**ACTION ITEM**
Within the data below, state how many lines contain the string "metal". Provide the number only.

**AVAILABLE DATA**
..............................
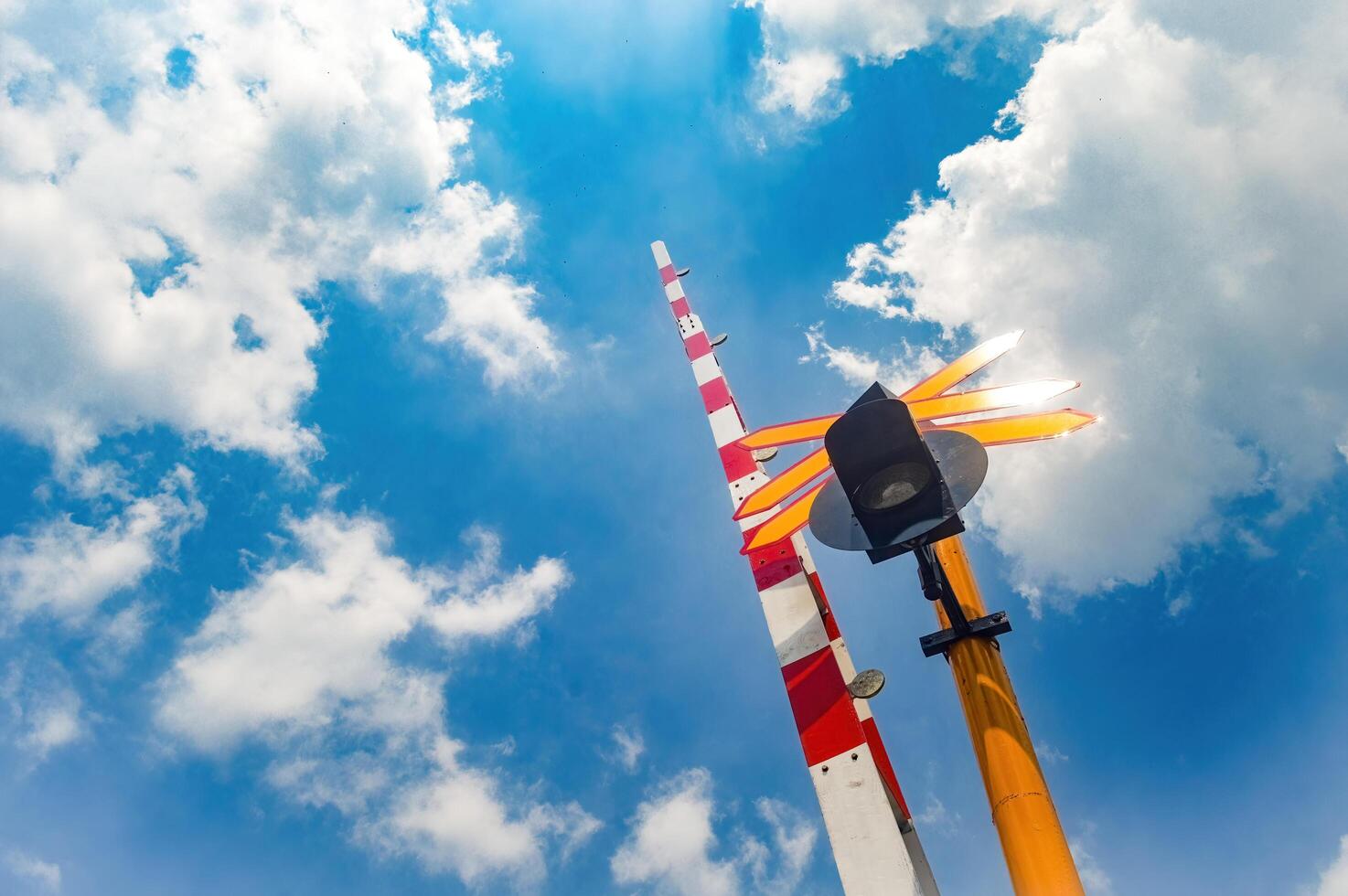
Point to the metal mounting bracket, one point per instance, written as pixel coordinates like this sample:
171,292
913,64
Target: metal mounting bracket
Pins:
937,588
..............................
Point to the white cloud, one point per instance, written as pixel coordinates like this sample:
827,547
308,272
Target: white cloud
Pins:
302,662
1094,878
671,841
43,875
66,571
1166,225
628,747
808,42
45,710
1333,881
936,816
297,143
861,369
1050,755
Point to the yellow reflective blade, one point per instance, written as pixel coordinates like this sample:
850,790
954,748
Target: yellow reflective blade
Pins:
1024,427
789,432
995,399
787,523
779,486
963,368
..............................
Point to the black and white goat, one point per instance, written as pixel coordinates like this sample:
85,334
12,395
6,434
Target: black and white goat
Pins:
..............................
**WRITTEN RESPONSE**
2